## WRITTEN EXERCISE
Copy out every line of the records below that contains the word "ceiling".

## EXTRACTED MATERIAL
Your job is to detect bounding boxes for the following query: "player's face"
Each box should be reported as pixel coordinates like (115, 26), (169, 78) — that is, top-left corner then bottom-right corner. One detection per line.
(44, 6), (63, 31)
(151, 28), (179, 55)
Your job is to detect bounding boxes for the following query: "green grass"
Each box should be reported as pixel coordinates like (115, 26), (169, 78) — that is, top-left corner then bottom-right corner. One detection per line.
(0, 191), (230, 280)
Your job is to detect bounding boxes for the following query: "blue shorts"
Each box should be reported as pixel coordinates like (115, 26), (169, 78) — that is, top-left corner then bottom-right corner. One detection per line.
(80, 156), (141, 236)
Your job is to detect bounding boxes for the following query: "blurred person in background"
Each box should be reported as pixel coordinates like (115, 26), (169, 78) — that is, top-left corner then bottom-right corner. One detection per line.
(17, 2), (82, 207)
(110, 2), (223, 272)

* * *

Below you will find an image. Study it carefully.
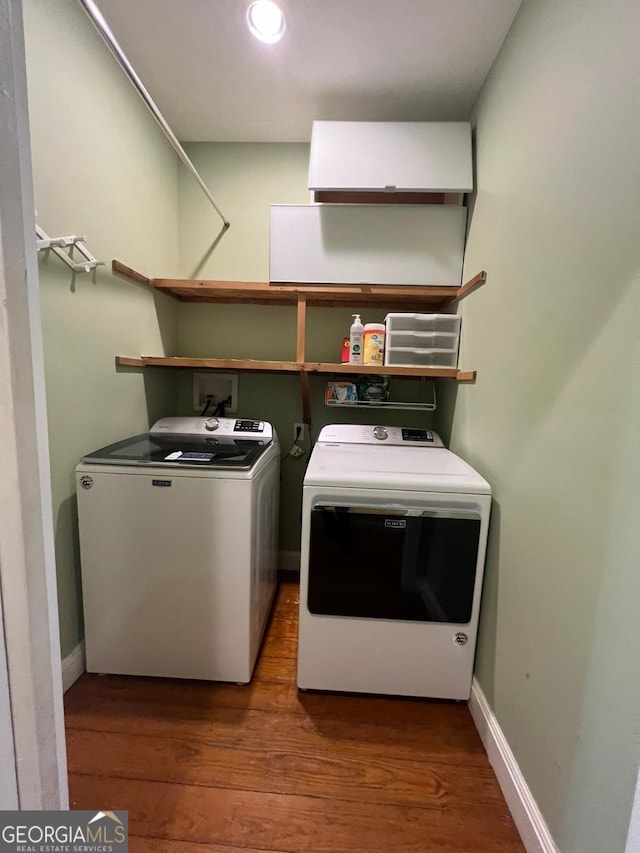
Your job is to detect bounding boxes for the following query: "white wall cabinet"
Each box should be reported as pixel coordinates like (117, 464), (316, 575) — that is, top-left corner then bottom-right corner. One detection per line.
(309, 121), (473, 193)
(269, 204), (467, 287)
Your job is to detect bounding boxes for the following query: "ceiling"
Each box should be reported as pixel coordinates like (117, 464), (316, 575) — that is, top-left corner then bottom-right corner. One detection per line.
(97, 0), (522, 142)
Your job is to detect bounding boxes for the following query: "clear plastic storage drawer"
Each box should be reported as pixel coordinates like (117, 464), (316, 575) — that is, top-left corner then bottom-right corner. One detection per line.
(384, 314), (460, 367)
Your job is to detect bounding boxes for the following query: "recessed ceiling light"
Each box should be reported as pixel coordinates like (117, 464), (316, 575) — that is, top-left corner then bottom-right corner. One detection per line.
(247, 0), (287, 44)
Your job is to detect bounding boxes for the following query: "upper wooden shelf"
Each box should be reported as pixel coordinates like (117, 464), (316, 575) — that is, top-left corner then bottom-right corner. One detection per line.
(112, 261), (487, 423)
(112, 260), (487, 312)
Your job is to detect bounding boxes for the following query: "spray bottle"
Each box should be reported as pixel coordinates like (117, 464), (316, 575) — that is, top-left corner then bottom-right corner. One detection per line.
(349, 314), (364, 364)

## THE RESULT
Your job is to detect bounding boxes for the following query: "ceiling"
Your job is to detect bounding boxes for the following query: "recessed ceiling light"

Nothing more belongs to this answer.